▶ [DATA ENTRIES]:
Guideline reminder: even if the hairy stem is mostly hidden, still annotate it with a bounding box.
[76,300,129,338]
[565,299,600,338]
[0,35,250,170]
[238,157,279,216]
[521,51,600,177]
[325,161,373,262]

▶ [REQUIRED WORK]: Rewrite the material above so that "hairy stem" becomes "fuzzy stalk", leaving every other character unchanged.

▶ [SOLUTION TO THIS PROBLEM]:
Guideline reminder: even if the fuzzy stalk is mostly hidden, still annotate it with a bounding box.
[76,300,129,338]
[565,299,600,338]
[0,35,250,170]
[238,157,279,216]
[521,51,600,177]
[325,161,373,262]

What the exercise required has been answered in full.